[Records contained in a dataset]
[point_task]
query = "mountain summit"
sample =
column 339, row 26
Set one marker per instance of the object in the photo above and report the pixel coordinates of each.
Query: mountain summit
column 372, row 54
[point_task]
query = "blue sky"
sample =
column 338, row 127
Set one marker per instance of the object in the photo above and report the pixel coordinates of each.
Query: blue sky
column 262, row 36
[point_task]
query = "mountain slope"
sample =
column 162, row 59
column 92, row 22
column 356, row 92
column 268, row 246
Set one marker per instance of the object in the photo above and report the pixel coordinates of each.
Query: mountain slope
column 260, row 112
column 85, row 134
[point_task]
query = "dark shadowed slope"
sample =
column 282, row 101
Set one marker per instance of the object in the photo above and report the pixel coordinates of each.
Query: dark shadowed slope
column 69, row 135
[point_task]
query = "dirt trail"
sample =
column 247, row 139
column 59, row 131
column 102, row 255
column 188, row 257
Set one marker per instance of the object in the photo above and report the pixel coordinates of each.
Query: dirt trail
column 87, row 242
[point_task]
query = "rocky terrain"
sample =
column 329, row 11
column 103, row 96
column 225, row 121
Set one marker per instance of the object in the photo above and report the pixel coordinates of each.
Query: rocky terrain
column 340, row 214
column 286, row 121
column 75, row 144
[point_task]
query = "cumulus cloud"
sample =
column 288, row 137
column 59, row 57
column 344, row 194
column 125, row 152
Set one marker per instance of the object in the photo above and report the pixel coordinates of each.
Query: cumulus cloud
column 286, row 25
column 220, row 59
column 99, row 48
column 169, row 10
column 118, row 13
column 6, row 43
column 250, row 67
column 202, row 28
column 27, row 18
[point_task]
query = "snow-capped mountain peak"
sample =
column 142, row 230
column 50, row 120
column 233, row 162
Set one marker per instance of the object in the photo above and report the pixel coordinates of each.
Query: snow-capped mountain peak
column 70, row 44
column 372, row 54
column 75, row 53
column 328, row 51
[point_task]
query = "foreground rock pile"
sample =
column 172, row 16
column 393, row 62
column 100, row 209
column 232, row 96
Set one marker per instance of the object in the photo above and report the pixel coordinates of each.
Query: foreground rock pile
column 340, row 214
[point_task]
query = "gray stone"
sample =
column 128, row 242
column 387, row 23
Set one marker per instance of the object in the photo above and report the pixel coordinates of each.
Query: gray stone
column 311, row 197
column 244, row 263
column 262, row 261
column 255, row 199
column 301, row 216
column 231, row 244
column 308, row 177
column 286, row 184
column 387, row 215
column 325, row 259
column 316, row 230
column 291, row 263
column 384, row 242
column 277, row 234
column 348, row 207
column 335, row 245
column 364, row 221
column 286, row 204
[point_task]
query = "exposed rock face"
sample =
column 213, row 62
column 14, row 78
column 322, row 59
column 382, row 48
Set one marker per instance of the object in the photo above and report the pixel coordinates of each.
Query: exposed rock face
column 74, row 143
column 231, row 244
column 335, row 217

[Task statement]: Could you write out, exactly as they stand, only the lines above that begin at the line with "column 92, row 22" and stop after the line with "column 103, row 96"?

[Expected output]:
column 92, row 22
column 356, row 92
column 268, row 246
Set one marker per instance of the object in the photo above and report the pixel coordinates of each.
Query: mountain slope
column 260, row 112
column 85, row 134
[point_task]
query = "dark shadowed slope"
sample =
column 282, row 101
Set one marker per instance of the object in the photo above and report the pixel coordinates of each.
Query: dark shadowed slope
column 69, row 135
[point_task]
query = "dirt trail"
sample =
column 247, row 139
column 59, row 131
column 102, row 255
column 188, row 257
Set one marker per instance of the object in the photo above and report the pixel coordinates of each.
Query: dirt trail
column 87, row 242
[point_task]
query = "rocky terrain"
sample =
column 329, row 11
column 103, row 96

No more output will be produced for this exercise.